WORK REQUIRED> Retype the items from the line containing "Expected: for every instance of the woman's left" through the line containing "Expected: for every instance of the beige", including both of those lines, and give only those lines.

ENTRIES>
----
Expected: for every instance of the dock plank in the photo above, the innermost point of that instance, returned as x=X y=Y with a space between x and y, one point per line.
----
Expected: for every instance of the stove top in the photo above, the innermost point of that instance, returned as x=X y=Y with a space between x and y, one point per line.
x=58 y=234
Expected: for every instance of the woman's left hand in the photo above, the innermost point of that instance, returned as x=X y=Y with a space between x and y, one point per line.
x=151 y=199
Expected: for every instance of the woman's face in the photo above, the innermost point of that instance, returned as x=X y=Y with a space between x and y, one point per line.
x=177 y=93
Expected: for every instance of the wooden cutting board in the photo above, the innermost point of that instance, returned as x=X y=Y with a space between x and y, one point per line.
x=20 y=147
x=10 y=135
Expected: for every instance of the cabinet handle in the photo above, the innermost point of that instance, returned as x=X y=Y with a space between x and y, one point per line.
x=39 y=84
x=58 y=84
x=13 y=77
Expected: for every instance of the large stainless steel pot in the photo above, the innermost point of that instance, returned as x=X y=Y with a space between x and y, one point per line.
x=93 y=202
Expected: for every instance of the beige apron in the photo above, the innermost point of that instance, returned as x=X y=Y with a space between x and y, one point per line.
----
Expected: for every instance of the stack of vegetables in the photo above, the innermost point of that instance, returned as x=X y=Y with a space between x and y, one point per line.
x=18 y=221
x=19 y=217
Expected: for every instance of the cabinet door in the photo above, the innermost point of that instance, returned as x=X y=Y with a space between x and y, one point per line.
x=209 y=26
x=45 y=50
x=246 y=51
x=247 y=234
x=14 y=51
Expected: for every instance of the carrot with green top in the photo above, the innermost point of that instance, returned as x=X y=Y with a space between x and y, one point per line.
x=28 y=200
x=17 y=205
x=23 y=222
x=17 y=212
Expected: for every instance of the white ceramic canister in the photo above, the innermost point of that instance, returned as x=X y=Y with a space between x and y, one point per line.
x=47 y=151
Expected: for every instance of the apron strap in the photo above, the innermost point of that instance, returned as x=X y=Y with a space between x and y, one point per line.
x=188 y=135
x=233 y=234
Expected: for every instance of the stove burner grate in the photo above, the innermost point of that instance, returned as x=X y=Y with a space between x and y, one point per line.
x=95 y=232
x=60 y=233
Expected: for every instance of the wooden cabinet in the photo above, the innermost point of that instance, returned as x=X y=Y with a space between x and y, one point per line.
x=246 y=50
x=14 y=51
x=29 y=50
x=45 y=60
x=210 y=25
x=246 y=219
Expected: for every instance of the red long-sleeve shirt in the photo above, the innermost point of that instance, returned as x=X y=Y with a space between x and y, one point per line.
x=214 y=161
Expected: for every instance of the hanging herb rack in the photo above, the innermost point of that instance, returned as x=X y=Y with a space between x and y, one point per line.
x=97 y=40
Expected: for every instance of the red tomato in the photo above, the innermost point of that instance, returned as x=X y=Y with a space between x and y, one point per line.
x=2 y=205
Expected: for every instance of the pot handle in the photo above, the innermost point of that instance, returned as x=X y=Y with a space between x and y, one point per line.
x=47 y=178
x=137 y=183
----
ANSWER TO THE EXERCISE>
Expected: for every instance of the woman's left hand in the photo above, the innermost point of that instance, returned as x=X y=Y with a space between x and y, one point per line.
x=151 y=199
Expected: for every instance of the woman's face in the photo above, the innermost point of that instance, returned as x=X y=Y with a space between x and y, one point per line.
x=177 y=93
Expected: for every instance of the wooden cutting board in the photo above, the innermost point of that instance, returned as x=X y=Y with a space between x and y, one point per line.
x=20 y=147
x=10 y=135
Expected: for every instance of the cabinet handle in the photo above, the innermost point of that instance, returned as x=X y=Y with a space between x and y, one point per line.
x=39 y=84
x=58 y=84
x=13 y=77
Expected: for every instance of the large stainless steel pot in the photo above, the innermost point of that instance, returned as x=X y=Y with a space between x and y, one point per line.
x=93 y=202
Expected: for every instance of the beige apron in the photo above, the innermost point of that instance, returned as x=X y=Y with a space between x and y, one point per line.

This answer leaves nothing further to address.